### Records supplied
>> Begin

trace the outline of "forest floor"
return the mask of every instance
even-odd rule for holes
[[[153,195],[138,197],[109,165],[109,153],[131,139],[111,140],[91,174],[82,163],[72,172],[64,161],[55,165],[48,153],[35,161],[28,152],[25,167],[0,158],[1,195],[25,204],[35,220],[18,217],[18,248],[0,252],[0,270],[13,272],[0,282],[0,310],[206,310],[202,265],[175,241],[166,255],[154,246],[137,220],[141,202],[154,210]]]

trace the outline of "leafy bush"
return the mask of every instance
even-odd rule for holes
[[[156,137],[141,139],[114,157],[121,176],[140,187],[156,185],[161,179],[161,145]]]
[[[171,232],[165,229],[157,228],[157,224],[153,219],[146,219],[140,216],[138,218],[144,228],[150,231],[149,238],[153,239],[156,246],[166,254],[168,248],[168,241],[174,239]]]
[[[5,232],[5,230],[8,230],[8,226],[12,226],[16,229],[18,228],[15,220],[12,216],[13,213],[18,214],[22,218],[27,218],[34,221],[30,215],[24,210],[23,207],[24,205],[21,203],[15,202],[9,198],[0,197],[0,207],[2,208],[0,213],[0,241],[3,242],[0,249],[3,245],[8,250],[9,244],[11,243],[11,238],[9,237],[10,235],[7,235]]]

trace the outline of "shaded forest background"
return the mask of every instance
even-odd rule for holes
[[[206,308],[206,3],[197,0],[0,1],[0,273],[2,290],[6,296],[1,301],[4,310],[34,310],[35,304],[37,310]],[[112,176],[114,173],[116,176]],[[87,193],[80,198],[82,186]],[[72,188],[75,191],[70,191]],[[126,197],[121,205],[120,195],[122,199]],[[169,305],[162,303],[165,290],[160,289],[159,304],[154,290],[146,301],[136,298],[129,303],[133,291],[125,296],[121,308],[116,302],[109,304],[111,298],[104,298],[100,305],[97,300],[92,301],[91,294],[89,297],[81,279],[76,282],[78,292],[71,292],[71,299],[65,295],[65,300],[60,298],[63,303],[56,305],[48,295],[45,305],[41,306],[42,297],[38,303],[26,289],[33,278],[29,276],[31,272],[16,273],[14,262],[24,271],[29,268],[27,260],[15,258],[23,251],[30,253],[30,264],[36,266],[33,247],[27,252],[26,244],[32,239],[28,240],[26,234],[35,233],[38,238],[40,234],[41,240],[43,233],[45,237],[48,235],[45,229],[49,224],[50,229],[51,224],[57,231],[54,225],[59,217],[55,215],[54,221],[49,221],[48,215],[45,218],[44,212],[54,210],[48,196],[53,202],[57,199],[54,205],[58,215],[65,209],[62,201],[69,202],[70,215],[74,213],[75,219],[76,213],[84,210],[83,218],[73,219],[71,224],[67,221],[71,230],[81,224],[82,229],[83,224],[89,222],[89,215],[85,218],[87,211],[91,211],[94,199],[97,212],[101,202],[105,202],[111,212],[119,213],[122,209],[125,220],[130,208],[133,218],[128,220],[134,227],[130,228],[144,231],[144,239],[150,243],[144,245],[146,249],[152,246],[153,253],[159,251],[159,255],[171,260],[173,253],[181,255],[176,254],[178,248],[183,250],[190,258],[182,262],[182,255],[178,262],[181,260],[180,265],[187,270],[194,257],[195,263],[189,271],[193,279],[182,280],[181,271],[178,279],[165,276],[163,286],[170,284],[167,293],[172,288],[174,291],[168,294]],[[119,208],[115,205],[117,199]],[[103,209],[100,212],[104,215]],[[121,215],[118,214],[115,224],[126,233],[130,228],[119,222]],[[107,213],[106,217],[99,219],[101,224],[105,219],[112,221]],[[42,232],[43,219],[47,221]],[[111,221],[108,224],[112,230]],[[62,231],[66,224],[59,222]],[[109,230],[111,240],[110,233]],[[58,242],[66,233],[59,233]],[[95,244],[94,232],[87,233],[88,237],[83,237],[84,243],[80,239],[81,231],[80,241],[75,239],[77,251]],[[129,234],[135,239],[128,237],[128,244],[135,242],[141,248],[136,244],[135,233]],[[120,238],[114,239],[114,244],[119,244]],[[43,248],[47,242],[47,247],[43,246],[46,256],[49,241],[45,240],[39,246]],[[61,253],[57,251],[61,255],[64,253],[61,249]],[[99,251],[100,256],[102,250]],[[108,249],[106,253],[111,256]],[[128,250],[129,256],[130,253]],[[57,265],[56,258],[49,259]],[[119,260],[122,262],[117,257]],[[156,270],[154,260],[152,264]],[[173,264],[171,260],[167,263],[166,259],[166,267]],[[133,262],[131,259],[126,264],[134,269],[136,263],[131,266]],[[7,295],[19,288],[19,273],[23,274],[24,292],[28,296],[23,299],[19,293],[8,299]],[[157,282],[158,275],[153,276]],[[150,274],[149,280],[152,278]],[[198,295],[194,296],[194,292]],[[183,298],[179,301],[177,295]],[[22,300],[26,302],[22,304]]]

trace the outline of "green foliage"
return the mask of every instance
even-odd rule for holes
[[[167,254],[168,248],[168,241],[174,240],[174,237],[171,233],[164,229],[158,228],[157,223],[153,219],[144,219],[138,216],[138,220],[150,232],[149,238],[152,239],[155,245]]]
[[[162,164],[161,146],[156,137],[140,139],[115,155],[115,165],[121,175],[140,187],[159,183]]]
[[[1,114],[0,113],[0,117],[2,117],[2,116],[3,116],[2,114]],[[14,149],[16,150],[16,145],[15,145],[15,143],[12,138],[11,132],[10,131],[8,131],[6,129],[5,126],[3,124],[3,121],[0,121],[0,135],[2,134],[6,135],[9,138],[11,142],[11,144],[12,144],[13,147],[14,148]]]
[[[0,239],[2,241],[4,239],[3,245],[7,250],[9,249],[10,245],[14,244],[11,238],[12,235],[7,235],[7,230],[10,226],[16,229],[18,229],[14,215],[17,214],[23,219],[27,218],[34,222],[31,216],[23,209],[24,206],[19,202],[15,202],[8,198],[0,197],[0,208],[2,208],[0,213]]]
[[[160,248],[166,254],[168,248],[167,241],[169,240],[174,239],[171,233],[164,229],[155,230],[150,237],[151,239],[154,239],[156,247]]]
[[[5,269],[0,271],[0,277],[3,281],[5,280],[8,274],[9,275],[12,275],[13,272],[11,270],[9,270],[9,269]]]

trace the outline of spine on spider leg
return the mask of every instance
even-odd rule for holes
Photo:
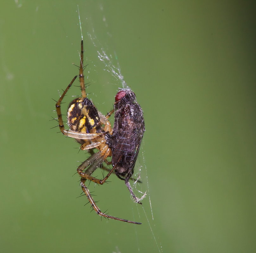
[[[76,79],[76,77],[77,77],[77,76],[76,76],[72,79],[71,82],[69,83],[67,86],[67,87],[66,88],[66,89],[64,91],[63,94],[61,96],[61,97],[59,99],[59,100],[56,103],[55,107],[56,108],[56,111],[57,111],[57,115],[58,115],[58,118],[59,120],[59,126],[60,127],[60,129],[61,131],[61,133],[63,134],[65,134],[65,129],[64,127],[64,125],[63,123],[63,120],[62,118],[62,115],[61,115],[61,101],[63,99],[63,98],[66,95],[66,93],[67,92],[67,91],[69,89],[69,88],[70,88],[74,81]]]

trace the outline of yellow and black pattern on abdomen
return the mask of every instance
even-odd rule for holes
[[[67,124],[71,130],[86,133],[101,132],[97,109],[87,97],[80,97],[71,101],[67,109]]]

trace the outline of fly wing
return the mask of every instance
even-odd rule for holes
[[[112,164],[122,175],[132,174],[145,130],[142,110],[137,103],[126,104],[115,118]]]

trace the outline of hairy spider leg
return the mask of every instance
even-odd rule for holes
[[[87,199],[91,203],[92,206],[93,207],[94,210],[96,212],[97,214],[103,217],[105,217],[107,219],[115,219],[117,220],[120,220],[121,221],[124,221],[126,222],[133,223],[133,224],[141,224],[140,222],[132,221],[131,221],[129,220],[128,220],[118,218],[111,215],[109,215],[106,213],[104,213],[100,211],[100,210],[96,204],[95,201],[93,200],[93,197],[90,193],[90,191],[89,189],[85,186],[85,182],[88,179],[97,183],[103,184],[106,182],[106,180],[108,178],[115,169],[115,167],[113,167],[108,175],[102,180],[99,180],[99,179],[95,178],[91,176],[91,175],[93,173],[103,162],[103,160],[99,160],[100,158],[100,154],[99,153],[99,152],[98,152],[93,154],[92,155],[88,158],[86,160],[82,163],[77,169],[78,173],[81,176],[81,183],[80,184],[82,187],[82,189],[85,195],[86,195]],[[95,161],[97,161],[97,162],[94,163]],[[90,167],[86,170],[85,173],[82,172],[83,170],[85,168],[87,167],[90,164],[91,164],[91,165],[90,166]],[[82,173],[82,175],[81,175]]]

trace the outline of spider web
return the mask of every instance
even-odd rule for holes
[[[89,4],[88,3],[88,2],[87,2],[87,4],[86,6],[86,8],[91,8],[92,5],[93,5],[95,8],[95,5],[97,5],[97,4],[94,3],[94,2],[89,2]],[[85,43],[86,45],[86,50],[88,49],[85,54],[85,59],[86,60],[86,61],[85,61],[85,63],[87,62],[87,64],[89,64],[88,67],[86,67],[85,70],[84,74],[85,79],[87,79],[88,82],[90,81],[92,83],[94,83],[95,81],[94,80],[93,74],[95,74],[95,72],[100,71],[100,69],[103,70],[105,73],[107,73],[109,77],[109,76],[111,77],[111,78],[110,78],[110,81],[107,81],[106,84],[105,83],[105,84],[101,84],[102,88],[103,85],[107,86],[108,89],[110,89],[113,91],[113,94],[114,96],[116,94],[118,88],[129,87],[122,74],[121,68],[117,54],[114,50],[114,47],[113,50],[112,49],[109,50],[108,48],[109,45],[114,44],[114,41],[113,41],[112,34],[108,29],[109,25],[107,22],[107,18],[105,14],[103,2],[97,5],[97,11],[98,13],[100,14],[101,16],[101,18],[100,20],[98,19],[95,20],[92,15],[90,15],[90,13],[95,13],[95,10],[94,12],[91,12],[89,9],[87,9],[86,15],[85,15],[84,13],[82,14],[81,13],[80,10],[80,13],[79,7],[80,6],[78,6],[77,10],[78,20],[79,21],[78,25],[81,30],[81,38],[83,39],[84,43]],[[99,25],[99,22],[100,25],[104,28],[105,31],[104,34],[99,34],[99,33],[97,33],[97,27]],[[96,24],[97,24],[97,25],[95,25]],[[101,30],[102,30],[102,29]],[[100,36],[102,38],[99,37]],[[98,62],[95,60],[92,60],[91,59],[90,59],[90,51],[91,50],[88,49],[90,46],[88,45],[89,43],[93,45],[92,51],[97,54]],[[79,51],[79,49],[78,48],[78,54]],[[87,75],[86,75],[86,73]],[[93,77],[92,77],[92,76]],[[132,88],[131,89],[135,90],[134,91],[136,93],[136,86],[134,85],[134,89]],[[92,92],[93,96],[94,97],[96,96],[97,92],[93,91],[94,90],[94,88],[93,89]],[[112,100],[112,103],[114,101],[114,96]],[[139,100],[138,100],[138,102],[139,103]],[[99,103],[97,104],[97,101],[96,99],[93,99],[93,102],[95,104],[96,103],[96,107],[99,110],[102,111],[100,108],[99,108],[98,107],[98,106],[100,107],[101,104]],[[99,102],[98,101],[98,102]],[[103,102],[104,103],[104,102]],[[142,109],[143,109],[144,108],[143,108]],[[146,146],[144,143],[144,139],[143,139],[138,158],[135,167],[134,173],[133,175],[134,178],[137,179],[138,180],[141,179],[143,183],[142,184],[139,183],[138,181],[136,181],[131,184],[133,190],[136,196],[141,200],[144,199],[142,207],[140,205],[139,206],[139,206],[138,205],[132,205],[131,207],[133,216],[133,219],[132,220],[135,220],[136,213],[138,214],[141,218],[143,218],[144,217],[144,219],[145,217],[146,220],[149,225],[150,233],[152,235],[153,241],[154,242],[155,244],[156,250],[161,252],[163,252],[163,250],[158,235],[156,234],[156,225],[154,219],[153,208],[150,198],[150,185],[149,183],[147,172],[146,161],[144,155],[144,152],[146,151],[144,147]],[[124,187],[125,187],[125,186],[124,186]],[[150,212],[148,213],[148,208],[145,205],[147,202],[149,203],[148,205],[150,210]],[[138,229],[138,228],[136,227],[135,228],[135,234],[138,245],[138,252],[139,252],[140,238],[138,230],[137,230]],[[118,246],[116,246],[113,252],[120,252]]]
[[[78,6],[78,9],[79,7]],[[109,39],[111,40],[112,35],[110,32],[107,30],[107,28],[108,27],[107,19],[104,14],[103,5],[103,3],[101,3],[99,6],[99,11],[101,13],[102,15],[102,24],[106,28],[105,35],[106,37]],[[81,24],[80,21],[80,13],[79,12],[79,9],[78,10],[78,15],[79,16],[80,24],[80,28],[82,34],[82,25]],[[107,48],[108,45],[106,45],[105,46],[102,45],[101,41],[100,41],[99,39],[98,38],[96,35],[97,32],[94,29],[93,25],[93,22],[92,19],[91,17],[87,17],[86,19],[86,26],[87,28],[88,27],[91,27],[92,29],[91,31],[87,32],[87,35],[88,37],[89,38],[90,40],[93,43],[93,45],[96,48],[97,52],[98,53],[98,58],[99,60],[101,61],[104,64],[104,67],[103,70],[106,71],[109,73],[111,75],[112,79],[113,82],[115,83],[117,83],[118,86],[118,87],[122,87],[122,88],[129,88],[125,82],[124,76],[122,74],[121,72],[121,67],[118,61],[118,58],[117,54],[115,52],[114,52],[113,54],[109,53],[108,53],[107,52],[107,49],[105,49],[105,48]],[[105,41],[105,40],[104,40]],[[112,44],[113,42],[111,40],[111,42]],[[109,83],[109,85],[112,85],[112,83]],[[136,90],[135,91],[136,92]],[[135,178],[137,178],[138,180],[139,180],[142,177],[142,174],[145,173],[145,177],[146,179],[146,186],[147,188],[147,190],[146,191],[143,191],[142,189],[142,186],[141,184],[140,184],[138,183],[138,180],[136,180],[133,183],[131,184],[132,188],[133,188],[133,190],[135,190],[135,195],[137,196],[140,196],[140,199],[142,200],[145,197],[148,198],[150,204],[150,208],[151,211],[151,218],[148,217],[147,214],[145,210],[144,207],[143,205],[142,208],[144,211],[143,214],[140,214],[140,211],[139,210],[138,205],[136,205],[137,212],[139,213],[139,215],[140,216],[142,215],[144,215],[146,217],[148,224],[151,231],[153,239],[155,241],[156,245],[158,251],[159,252],[163,252],[163,250],[161,245],[161,243],[158,244],[157,242],[157,238],[154,233],[154,228],[155,227],[155,224],[154,221],[154,216],[153,215],[153,209],[150,199],[150,186],[149,183],[149,180],[147,174],[147,168],[146,165],[146,161],[145,156],[144,155],[144,139],[143,139],[140,148],[140,154],[139,155],[139,158],[137,161],[136,164],[135,168],[135,172],[133,174],[133,177]],[[142,165],[141,164],[142,164]],[[138,195],[137,195],[138,194]],[[131,198],[132,197],[131,196]],[[134,219],[135,219],[135,215],[134,214],[134,207],[132,207],[133,213],[133,214]],[[153,224],[153,226],[151,226],[151,224]],[[138,245],[139,245],[138,242],[138,239],[137,235],[137,231],[136,230],[136,234],[137,238]],[[158,245],[158,244],[159,245]],[[118,247],[117,246],[117,249],[118,249]],[[139,251],[139,248],[138,248],[138,251]],[[119,250],[118,252],[119,251]],[[114,251],[113,251],[114,252]]]

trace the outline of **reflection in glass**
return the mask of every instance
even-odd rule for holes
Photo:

>> End

### Exercise requirements
Can you copy word for word the lines of the records from the one containing "trace the outline of **reflection in glass**" through the end of the records?

### Response
trace the outline of **reflection in glass**
return the mask of every instance
even-odd rule for holes
Photo:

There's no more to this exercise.